• [Some records]
________

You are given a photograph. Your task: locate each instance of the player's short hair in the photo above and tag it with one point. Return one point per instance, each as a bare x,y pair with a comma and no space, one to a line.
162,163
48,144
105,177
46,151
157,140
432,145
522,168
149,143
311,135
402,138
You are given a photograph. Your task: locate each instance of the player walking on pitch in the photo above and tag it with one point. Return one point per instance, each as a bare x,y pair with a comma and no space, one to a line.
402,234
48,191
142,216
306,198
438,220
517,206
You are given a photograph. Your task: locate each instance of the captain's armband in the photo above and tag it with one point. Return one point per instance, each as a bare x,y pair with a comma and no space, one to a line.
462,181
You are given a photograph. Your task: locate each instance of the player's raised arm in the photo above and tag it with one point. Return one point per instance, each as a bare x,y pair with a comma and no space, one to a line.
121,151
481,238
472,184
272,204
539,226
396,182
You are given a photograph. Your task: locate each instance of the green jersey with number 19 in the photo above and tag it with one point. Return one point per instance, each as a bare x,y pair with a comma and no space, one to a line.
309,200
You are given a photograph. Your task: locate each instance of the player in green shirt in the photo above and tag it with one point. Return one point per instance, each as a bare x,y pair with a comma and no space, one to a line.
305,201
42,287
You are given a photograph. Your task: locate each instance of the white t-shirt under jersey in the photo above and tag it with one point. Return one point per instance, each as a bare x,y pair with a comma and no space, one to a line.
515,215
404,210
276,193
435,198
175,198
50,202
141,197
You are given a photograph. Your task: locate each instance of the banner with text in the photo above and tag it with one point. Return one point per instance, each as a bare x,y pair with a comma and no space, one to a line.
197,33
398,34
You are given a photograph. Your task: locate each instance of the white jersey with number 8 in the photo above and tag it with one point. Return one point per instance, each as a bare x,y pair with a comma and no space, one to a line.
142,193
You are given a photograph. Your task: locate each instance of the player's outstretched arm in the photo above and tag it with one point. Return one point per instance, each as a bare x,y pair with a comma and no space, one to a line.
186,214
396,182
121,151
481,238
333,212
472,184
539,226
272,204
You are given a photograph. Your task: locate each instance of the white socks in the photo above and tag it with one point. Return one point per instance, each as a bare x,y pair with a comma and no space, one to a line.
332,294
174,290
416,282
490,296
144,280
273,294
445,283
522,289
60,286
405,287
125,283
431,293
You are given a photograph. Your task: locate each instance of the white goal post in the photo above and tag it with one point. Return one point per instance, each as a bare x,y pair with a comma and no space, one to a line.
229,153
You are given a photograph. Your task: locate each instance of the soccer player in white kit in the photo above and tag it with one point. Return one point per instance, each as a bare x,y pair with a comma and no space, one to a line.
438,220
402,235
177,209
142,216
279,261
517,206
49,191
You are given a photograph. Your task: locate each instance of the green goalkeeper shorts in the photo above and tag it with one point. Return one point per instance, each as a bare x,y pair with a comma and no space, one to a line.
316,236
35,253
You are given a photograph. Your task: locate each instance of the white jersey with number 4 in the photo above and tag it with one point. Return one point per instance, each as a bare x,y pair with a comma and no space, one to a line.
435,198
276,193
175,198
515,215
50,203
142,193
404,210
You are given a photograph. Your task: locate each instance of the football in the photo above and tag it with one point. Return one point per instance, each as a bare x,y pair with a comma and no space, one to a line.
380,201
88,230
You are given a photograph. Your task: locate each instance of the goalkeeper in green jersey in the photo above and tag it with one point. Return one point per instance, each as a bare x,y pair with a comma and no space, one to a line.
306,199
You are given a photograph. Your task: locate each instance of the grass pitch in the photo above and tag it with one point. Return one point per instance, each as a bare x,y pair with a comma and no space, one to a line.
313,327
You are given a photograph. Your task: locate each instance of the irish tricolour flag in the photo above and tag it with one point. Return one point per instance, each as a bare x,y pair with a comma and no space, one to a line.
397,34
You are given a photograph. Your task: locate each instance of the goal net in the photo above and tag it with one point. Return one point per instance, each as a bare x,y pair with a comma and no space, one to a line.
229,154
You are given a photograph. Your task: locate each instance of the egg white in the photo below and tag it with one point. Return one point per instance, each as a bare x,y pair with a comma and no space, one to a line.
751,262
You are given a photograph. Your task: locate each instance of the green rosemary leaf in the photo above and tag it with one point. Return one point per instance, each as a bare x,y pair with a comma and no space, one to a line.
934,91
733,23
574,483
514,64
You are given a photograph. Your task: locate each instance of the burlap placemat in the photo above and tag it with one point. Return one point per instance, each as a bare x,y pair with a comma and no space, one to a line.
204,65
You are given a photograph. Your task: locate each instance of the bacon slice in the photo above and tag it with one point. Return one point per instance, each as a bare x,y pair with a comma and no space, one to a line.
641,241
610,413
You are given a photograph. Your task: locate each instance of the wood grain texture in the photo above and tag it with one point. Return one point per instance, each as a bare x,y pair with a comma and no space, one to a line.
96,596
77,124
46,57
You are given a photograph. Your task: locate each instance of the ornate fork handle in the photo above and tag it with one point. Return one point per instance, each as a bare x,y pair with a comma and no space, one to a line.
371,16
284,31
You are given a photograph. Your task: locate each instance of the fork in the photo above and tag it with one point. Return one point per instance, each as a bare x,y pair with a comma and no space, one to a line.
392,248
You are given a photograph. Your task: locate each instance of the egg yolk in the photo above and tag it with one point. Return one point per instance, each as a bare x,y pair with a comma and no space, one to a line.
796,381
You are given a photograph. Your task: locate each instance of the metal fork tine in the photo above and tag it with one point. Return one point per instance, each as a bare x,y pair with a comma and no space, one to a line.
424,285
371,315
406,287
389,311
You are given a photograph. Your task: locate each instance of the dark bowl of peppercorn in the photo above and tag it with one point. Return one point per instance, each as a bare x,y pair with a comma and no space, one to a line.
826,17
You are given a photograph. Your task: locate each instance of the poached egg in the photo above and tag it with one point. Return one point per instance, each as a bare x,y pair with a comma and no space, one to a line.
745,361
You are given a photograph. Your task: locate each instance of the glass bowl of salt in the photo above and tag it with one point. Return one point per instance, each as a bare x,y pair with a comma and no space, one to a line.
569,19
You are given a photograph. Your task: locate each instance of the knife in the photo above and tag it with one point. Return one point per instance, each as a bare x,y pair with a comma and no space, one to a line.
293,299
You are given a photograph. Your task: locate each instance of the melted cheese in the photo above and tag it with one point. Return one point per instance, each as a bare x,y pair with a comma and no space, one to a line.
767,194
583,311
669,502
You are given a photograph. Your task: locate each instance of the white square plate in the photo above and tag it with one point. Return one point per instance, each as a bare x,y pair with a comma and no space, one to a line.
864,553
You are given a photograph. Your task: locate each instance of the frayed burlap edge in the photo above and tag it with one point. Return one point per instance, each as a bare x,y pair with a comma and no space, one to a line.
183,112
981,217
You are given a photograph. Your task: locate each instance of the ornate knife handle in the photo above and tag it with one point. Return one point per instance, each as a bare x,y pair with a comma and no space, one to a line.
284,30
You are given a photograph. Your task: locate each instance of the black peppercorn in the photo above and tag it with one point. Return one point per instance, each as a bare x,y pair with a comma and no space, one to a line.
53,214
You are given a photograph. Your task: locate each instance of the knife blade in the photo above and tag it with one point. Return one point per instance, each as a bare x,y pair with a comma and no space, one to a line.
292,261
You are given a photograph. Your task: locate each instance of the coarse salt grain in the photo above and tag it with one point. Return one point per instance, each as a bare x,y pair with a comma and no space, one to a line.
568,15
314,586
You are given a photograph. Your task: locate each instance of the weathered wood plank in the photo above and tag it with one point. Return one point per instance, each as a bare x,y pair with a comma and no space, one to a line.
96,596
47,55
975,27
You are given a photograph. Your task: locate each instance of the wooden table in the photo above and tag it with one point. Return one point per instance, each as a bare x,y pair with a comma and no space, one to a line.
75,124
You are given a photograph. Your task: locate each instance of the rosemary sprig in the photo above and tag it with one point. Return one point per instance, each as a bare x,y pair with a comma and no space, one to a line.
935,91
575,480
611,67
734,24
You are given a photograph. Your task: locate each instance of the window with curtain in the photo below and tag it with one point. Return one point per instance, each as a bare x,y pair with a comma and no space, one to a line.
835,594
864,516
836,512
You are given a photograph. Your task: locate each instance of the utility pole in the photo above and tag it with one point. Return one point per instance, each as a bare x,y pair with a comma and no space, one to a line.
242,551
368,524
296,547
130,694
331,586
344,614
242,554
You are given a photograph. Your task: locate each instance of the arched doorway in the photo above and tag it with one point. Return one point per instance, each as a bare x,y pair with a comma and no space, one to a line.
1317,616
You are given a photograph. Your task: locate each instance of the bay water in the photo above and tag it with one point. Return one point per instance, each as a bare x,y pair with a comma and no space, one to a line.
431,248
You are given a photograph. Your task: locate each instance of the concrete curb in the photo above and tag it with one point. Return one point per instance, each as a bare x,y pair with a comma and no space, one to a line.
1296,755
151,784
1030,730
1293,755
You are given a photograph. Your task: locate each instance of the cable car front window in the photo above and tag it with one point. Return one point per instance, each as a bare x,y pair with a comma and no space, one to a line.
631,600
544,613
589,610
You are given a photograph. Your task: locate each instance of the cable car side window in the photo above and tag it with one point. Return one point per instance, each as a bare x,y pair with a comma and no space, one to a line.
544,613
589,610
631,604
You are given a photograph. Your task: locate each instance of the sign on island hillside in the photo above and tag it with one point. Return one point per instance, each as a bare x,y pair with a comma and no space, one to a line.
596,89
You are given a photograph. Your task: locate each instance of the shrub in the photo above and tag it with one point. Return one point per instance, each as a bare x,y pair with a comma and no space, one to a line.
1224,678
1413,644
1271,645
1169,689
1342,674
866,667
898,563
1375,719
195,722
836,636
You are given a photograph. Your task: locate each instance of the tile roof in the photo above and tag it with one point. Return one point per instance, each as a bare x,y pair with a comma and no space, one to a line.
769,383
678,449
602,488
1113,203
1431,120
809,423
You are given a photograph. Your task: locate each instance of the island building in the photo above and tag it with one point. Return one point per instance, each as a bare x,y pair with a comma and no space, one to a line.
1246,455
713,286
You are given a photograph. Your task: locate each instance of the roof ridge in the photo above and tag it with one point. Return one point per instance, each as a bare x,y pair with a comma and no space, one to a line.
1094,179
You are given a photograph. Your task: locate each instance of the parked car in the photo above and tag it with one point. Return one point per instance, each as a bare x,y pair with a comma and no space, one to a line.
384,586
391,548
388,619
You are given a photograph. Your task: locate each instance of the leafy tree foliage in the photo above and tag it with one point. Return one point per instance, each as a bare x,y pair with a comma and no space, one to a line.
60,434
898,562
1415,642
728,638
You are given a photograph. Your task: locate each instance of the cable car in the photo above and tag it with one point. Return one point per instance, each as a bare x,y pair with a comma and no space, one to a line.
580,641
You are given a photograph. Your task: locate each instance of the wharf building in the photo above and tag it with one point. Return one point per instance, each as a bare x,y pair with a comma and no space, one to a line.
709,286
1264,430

________

• [INSTRUCTION] Return exactly the lines from the line bearing "of the shrub" to the end of the records, inclusive of both; include no other lines.

• [TASK SOLUTION]
You are given a photograph. Your task: locate each instance of the shrub in the photo above and tag it with one point. Return one point per instance, each as a bare x,y pair with a comma and no space, one to a line.
1224,678
1413,644
1271,645
1169,689
1342,674
866,667
898,563
1375,719
195,722
836,636
You are given a photograph. Your task: locate each instance of the tile roof in the photo above and tag it with one point. Return one point per instance, each as a bare x,y pair with a comma and no space, one to a line.
769,383
678,449
602,488
1113,203
1431,120
809,423
You are given a photograph. Your task: locate each instance of the island building in the photo above and tag it with one point. Return one point per instance, each as a bare x,y pair with a comma and no space, one to a line.
1246,455
713,286
You are given a photograph. Your task: locate each instance of the roof ridge in the photo above and tag it with one point. Return one point per instance, each as a bare x,y pair with a comma and no space, one to a line.
1094,179
You are given a photograph. Your task: locate each instance of the parked car in the photo above and tag it with one point. Return one point per instance, each as a bare x,y pair with a comma and no space, one to a line.
384,586
391,548
388,619
You are given a photograph. Your task: locate each instance of the leafy tree foliage in the photo above and tag it with one point. Return one point per instance, each as a bare x,y pair with a comma and no space, one to a line.
60,434
898,562
1415,642
728,638
You are given a photograph. Your task: locate each instance of the cable car in the photo above and tag it with one point. Return one point per instance, each as a bare x,y pair with a comma and no space, one to a line.
580,641
You are given a photograph. Your task: locate each instance of the wharf building in the photo above and tag it with one point. Return one point per instance, each as a bare x,y pair with a comma and no space, one to a line.
709,286
1264,430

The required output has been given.